■ **BRIEF 1**
Do statements (a), (b), and (c) agree with the blog post? Answer yes or no for each, and quote the deciding words of the blog post. (a) The writer's younger brother works for Apple. (b) The writer's deadline for finishing the manuscript is September 21. (c) The writer added 2,000 words after going back to the argument scene.
■ **BRIEF 2**
Can you reproduce everything in the blog post from "Never-ending story" down to "talking about before.", renaming "Twilight" as "War and Peace"?

■ **PASSAGE**
________________________________________
Friday, September 3, 2010

Final word of the day...

Well, in some time zones. I'm not going to post for a little while, but I wanted to write this down so I remember my goal and have people holding me to it.

So, my younger brother, the one who is married to the sister-in-law who is also writing a novel, just moved to California. He's at his dream job, working for Apple. Well, they're sending him on a recruiting trip as someone who did a summer internship and then got a job offer afterwards. The recruiting trip happens to be back here.

So, that happens September 21-3. In December, his wife gave me a copy of her manuscript to mark up and read to my heart's content and I told her she would have a copy of mine. I just hoped to have it finished before now since they moved a couple of weeks ago. Well, I'm going to make sure that my brother doesn't get on his return flight without a copy of my manuscript.

So that's the drop-dead date. September 23, I have to have this done. I don't think it's impossible. :)

Never-ending story

(Cue the aaaahs. If I had the ability to post the techno remix that I have on a different computer, I would.)

Anyway, so it's now official. My longer than Twilight. I swore to myself that I would stop by now, but it's all about the chowdah that I was talking about before.

Case in point: I was finishing writing up the scene in which Ella and Anna make up. Then I remembered that I'd started writing the argument and never really finished it. So I had to go back and 2,000 words later, the later scene made sense.

In terms of actual book plot, I just finished the scene that's three scenes away from the ending. On the other hand, I have to back through and make sure I didn't leave anything from my synopsis out and make sure that I don't have sudden leaps in logic like "YES! THE KILLER IS THE BUTLER!" "Um, Ish, they don't have a butler." "Yes, they do! It's mentioned in...oh, I cut that scene, didn't I?"
________________________________________
■ **EXTRACTED DATA**
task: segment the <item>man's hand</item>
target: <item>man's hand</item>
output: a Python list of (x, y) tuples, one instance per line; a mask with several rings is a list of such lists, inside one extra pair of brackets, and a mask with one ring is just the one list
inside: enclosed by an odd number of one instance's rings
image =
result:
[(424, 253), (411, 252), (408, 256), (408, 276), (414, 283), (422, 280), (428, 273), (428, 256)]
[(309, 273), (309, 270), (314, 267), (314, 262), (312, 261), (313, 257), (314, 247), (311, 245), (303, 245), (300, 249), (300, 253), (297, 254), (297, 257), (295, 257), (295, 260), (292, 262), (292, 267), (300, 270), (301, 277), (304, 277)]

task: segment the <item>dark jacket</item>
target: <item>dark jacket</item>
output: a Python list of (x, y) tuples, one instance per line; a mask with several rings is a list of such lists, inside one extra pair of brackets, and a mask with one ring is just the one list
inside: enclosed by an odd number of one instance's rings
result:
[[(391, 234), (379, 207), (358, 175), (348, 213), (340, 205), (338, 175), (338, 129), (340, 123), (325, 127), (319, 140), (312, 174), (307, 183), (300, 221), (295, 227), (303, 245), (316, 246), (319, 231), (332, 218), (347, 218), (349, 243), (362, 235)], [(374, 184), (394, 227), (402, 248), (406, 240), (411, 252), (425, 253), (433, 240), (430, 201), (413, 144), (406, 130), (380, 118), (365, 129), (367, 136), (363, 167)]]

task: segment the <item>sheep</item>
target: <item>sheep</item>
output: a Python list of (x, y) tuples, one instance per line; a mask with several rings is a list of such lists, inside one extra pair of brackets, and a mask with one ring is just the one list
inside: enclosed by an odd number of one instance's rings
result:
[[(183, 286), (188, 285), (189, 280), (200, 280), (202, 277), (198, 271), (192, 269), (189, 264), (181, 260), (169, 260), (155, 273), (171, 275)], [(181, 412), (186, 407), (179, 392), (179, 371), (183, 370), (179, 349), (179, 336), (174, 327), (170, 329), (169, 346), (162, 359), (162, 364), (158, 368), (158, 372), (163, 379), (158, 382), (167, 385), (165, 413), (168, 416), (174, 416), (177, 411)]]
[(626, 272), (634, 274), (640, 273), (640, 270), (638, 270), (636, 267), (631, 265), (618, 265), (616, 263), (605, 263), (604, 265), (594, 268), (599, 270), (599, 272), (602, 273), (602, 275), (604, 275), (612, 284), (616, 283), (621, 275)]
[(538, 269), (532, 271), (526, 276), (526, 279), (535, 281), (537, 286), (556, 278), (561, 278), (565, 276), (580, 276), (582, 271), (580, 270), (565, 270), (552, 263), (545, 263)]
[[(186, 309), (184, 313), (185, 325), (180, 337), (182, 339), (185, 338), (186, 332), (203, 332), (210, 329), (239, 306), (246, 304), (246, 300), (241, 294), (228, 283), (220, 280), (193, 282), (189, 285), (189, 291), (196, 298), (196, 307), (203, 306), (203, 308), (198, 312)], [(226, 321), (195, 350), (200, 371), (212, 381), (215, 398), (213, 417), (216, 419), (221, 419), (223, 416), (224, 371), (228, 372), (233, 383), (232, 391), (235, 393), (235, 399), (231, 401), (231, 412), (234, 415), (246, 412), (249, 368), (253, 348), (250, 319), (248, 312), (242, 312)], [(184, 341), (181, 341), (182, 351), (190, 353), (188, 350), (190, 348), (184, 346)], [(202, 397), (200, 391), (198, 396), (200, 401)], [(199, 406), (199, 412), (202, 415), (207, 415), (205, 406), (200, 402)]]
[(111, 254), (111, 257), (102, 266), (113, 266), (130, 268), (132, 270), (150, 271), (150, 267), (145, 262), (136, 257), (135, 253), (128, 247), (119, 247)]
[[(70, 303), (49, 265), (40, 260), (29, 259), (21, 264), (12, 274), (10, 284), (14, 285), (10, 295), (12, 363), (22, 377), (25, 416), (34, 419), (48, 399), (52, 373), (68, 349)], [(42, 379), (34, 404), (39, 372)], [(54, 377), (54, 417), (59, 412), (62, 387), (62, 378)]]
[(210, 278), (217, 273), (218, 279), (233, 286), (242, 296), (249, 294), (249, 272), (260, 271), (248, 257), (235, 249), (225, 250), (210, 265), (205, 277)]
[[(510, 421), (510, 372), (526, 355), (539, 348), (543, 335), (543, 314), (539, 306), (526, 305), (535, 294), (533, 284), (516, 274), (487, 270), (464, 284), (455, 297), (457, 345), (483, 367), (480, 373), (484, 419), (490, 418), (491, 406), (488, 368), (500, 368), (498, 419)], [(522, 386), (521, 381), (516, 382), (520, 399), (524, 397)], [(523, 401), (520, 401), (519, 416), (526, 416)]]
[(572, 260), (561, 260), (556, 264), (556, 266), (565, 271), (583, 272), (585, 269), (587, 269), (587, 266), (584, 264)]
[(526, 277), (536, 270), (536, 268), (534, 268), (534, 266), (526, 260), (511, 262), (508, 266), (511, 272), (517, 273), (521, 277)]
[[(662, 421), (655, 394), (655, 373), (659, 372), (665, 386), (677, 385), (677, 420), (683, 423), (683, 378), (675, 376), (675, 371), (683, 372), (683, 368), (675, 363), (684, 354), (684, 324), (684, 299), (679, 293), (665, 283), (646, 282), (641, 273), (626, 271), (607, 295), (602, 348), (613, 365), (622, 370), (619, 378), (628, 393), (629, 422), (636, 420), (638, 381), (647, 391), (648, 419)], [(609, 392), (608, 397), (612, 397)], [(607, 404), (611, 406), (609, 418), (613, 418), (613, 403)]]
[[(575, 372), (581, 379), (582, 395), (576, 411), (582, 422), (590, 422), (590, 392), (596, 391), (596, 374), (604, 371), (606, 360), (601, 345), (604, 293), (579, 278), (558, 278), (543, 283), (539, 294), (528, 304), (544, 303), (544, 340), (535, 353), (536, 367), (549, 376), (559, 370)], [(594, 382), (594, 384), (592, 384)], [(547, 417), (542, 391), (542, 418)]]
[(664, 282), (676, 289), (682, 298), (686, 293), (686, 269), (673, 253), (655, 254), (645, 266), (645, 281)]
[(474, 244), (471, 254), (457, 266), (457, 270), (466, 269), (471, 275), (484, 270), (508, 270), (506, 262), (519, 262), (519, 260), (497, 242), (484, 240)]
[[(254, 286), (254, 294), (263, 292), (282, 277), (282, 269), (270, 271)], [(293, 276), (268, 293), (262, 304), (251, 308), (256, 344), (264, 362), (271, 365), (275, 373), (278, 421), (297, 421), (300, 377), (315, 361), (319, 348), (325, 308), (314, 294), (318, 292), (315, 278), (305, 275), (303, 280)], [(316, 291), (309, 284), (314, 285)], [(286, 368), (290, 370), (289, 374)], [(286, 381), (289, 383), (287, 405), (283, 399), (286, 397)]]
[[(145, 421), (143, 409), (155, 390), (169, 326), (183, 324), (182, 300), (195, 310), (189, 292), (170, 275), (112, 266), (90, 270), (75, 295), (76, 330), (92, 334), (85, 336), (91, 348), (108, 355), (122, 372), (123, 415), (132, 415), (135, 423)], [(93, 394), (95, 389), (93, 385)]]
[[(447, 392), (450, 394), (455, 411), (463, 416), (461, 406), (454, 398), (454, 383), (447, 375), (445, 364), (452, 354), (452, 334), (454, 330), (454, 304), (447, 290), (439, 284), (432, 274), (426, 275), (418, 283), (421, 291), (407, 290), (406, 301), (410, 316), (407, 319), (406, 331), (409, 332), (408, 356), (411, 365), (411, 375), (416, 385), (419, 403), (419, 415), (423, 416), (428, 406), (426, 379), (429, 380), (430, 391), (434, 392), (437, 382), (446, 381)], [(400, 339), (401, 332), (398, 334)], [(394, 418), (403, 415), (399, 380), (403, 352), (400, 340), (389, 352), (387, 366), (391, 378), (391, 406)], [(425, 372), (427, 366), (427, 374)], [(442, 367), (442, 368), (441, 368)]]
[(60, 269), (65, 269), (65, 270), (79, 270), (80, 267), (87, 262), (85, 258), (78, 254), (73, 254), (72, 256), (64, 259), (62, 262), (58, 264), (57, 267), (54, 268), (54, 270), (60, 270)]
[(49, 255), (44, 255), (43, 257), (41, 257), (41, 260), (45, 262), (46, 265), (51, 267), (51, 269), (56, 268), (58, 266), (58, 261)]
________________________________________
■ **REPLY 1**
(a) Yes: "He's at his dream job, working for Apple."
(b) No: "September 23, I have to have this done."
(c) Yes: "So I had to go back and 2,000 words later, the later scene made sense."

■ **REPLY 2**
Never-ending story

(Cue the aaaahs. If I had the ability to post the techno remix that I have on a different computer, I would.)

Anyway, so it's now official. My longer than War and Peace. I swore to myself that I would stop by now, but it's all about the chowdah that I was talking about before.